The request:
Turn the lines in the rows below into a JSON list of strings, one string per line and no blank lines. Omit the pictures.
>> begin Given data
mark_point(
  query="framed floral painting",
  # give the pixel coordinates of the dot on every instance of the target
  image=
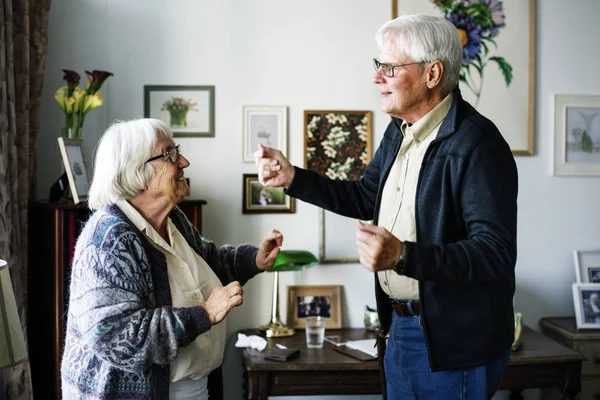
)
(497, 76)
(337, 144)
(188, 110)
>> end Given data
Result of the exercise:
[
  "mark_point(",
  "  query=\"framed floral painting\",",
  "  # give the pixel coordinates of the dot on every instance of the target",
  "  image=",
  ")",
  "(497, 76)",
  "(337, 144)",
  "(188, 110)"
]